• [Te doen]: Hervat de tekst hieronder over de opruiingszaak tegen Willem Engel, direct na de laatste zin.

• [Aangeleverde tekst]:
====

Willem Engel opruiing ECLI NL RBROT 2023 259

De rechtbank in Rotterdam heeft Willem Engel vrijgesproken van vijf verdenkingen van opruiing. Voor een oproep wordt hij wel veroordeeld.

De zaak gaat over zes uitlatingen die opruiend zouden zijn en die de verdachte in 2020 en 2021 op zijn (vrij) toegankelijke social media accounts zou hebben geplaatst.

Advocaat van de verdachte: mr. M.P.K. Ruperti, advocaat te Almere.

Officieren van justitie: mrs. W.D. van den Berg en S. Groen

Op de zitting van 21 november 2022 is uitgebreid stilgestaan bij de inhoud van die uitlatingen, de context waarin deze zijn gedaan en de bedoeling daarvan.

====

• [Opgehaalde regels]:

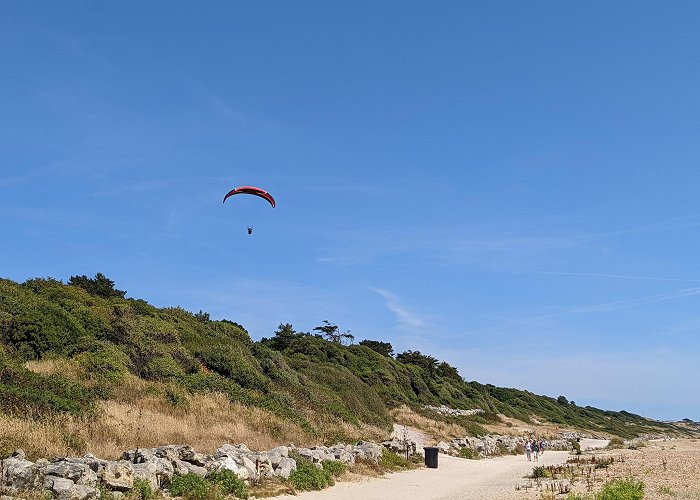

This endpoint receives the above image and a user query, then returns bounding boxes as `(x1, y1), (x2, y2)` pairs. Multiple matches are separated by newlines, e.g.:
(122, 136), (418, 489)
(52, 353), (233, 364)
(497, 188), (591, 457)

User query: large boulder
(209, 455), (250, 479)
(275, 457), (297, 479)
(0, 450), (44, 490)
(352, 441), (383, 462)
(43, 476), (100, 500)
(41, 459), (97, 487)
(99, 460), (134, 491)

====

• [Uitwerking opdracht]:
Daarnaast stond de vraag centraal tot welke strafbare feiten de uitlatingen zouden hebben opgeroepen. Een ander onderwerp van debat was in hoeverre de vrijheid van meningsuiting van de verdachte bij een veroordeling zou worden ingeperkt.

Verder is door de verdachte uitvoerig betoogd waarom hij vindt dat de officier van justitie de zaak niet had mogen vervolgen. In dit vonnis zal de rechtbank deze onderwerpen bespreken en uitleggen hoe zij die heeft beoordeeld.

De rechtbank vindt dat de officier van justitie ontvankelijk is in de vervolging, vindt één uitlating opruiend en daarom bewezen en spreekt de verdachte vrij van de overige vijf uitlatingen.

De vrijheid van meningsuiting staat de strafbaarheid van de uitlating niet in de weg en de verdachte is ook strafbaar voor de uitlating.

De rechtbank veroordeelt de verdachte tot een voorwaardelijke gevangenisstraf van één maand met een proeftijd van twee jaar.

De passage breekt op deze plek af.